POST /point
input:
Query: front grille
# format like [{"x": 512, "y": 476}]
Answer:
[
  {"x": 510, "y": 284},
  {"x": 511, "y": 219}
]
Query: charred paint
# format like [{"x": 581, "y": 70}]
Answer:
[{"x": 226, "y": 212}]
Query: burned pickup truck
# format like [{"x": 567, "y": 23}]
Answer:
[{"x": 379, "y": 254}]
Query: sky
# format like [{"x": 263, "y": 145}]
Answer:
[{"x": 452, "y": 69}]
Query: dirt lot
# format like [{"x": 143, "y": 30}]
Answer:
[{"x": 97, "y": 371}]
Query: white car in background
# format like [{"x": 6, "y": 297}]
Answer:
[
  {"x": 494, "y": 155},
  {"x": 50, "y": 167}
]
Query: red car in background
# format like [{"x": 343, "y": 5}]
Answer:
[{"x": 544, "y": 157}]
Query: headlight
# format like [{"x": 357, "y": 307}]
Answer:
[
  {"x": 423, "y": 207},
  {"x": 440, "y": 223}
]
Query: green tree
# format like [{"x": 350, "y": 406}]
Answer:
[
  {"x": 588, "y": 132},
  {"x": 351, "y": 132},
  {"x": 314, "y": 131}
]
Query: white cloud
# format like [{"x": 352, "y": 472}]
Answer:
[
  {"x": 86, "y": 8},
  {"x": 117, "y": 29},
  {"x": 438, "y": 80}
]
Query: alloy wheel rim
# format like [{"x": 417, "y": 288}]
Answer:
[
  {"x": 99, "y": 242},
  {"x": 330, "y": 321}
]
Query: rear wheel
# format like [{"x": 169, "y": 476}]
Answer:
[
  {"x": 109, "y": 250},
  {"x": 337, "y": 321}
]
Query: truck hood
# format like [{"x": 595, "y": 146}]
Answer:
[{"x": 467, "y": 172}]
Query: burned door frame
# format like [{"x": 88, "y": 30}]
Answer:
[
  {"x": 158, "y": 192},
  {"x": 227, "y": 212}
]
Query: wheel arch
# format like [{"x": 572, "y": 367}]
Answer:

> _INSTRUCTIONS FOR THE TASK_:
Print all the data exactly as shown above.

> _RESULT OF THIS TASK_:
POST /point
input:
Query: front grille
# format like [{"x": 512, "y": 476}]
Answer:
[
  {"x": 510, "y": 284},
  {"x": 511, "y": 219}
]
Query: charred paint
# format like [{"x": 581, "y": 70}]
Answer:
[{"x": 226, "y": 212}]
Query: burned pickup truck
# format like [{"x": 567, "y": 23}]
Answer:
[{"x": 379, "y": 254}]
Query: sky
# format like [{"x": 263, "y": 145}]
Answer:
[{"x": 452, "y": 69}]
Query: dirt lot
# format like [{"x": 143, "y": 30}]
Answer:
[{"x": 97, "y": 371}]
Query: white car in background
# format like [{"x": 6, "y": 297}]
Answer:
[
  {"x": 494, "y": 155},
  {"x": 50, "y": 167}
]
Query: red car in background
# format like [{"x": 343, "y": 5}]
Answer:
[{"x": 544, "y": 157}]
Query: headlight
# format like [{"x": 357, "y": 307}]
Answer:
[
  {"x": 423, "y": 207},
  {"x": 440, "y": 223}
]
Query: green tree
# format like [{"x": 350, "y": 406}]
Answer:
[
  {"x": 588, "y": 132},
  {"x": 351, "y": 132},
  {"x": 314, "y": 131}
]
Query: white cloud
# format like [{"x": 352, "y": 472}]
Answer:
[
  {"x": 86, "y": 8},
  {"x": 117, "y": 29},
  {"x": 438, "y": 80}
]
Query: alloy wheel rim
# format like [{"x": 417, "y": 288}]
Answer:
[
  {"x": 99, "y": 242},
  {"x": 330, "y": 321}
]
Query: rear wheel
# format like [{"x": 169, "y": 476}]
Answer:
[
  {"x": 109, "y": 250},
  {"x": 337, "y": 321}
]
Query: truck hood
# format like [{"x": 595, "y": 146}]
Answer:
[{"x": 467, "y": 172}]
Query: burned door frame
# format like [{"x": 88, "y": 30}]
Answer:
[
  {"x": 158, "y": 192},
  {"x": 227, "y": 212}
]
Query: wheel arch
# format like [{"x": 572, "y": 367}]
Answer:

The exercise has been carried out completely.